### GIVEN TASK
Present every line of the data below as a numbered list, leaving out blank lines. Don't include the pictures in your answer.

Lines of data
+++
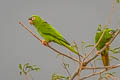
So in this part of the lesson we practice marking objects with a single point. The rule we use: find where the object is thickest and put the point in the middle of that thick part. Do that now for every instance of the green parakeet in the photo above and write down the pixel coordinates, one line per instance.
(106, 37)
(49, 33)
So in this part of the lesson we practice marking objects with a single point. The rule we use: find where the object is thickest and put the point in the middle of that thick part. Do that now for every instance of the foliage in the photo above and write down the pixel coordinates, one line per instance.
(26, 68)
(59, 77)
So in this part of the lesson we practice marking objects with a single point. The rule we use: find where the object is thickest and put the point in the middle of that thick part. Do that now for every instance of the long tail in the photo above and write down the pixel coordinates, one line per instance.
(105, 57)
(70, 48)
+++
### OUTPUT OF THE EXERCISE
1. So in this part of the lesson we practice marking objects with a single point. The rule we use: find where the object is thickest and put the point in the middle of that thick part. Do that now for every instance of the green parakeet in the photo above and write down the pixel coordinates, one line per instance.
2. (106, 37)
3. (49, 33)
4. So in this part of the lesson we practice marking objects with a single point. The rule we use: find where the object is thickest and put the point in the middle of that thick part. Do that now for every instance of the foliage in the photo above and write down the pixel coordinates, one line per instance.
5. (26, 68)
6. (59, 77)
7. So in this part of the lesson we practice marking objects with a single point. The rule we use: find where the object is thickest and put the point in the middle of that thick part. Do that now for every instance of the long tail in the photo above and write down the pixel coordinates, one line per instance.
8. (105, 57)
9. (70, 48)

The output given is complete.